_What to do_.
What follows is a listing. Return every line of it exactly.

_Material for this task_.

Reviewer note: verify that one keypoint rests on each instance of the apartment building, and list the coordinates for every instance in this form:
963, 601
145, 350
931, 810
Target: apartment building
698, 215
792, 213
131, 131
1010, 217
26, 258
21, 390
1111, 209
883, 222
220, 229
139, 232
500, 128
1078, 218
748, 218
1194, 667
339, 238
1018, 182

_Task response_.
Reviewer note: verify that one keypoint rests on each instance of the apartment building, and list the coordinates for every instance in this form:
963, 601
145, 350
931, 810
Target: apartment building
698, 215
792, 213
131, 131
1010, 217
26, 258
21, 390
1111, 209
883, 222
220, 229
139, 232
500, 128
1078, 218
748, 218
1194, 667
339, 238
1018, 182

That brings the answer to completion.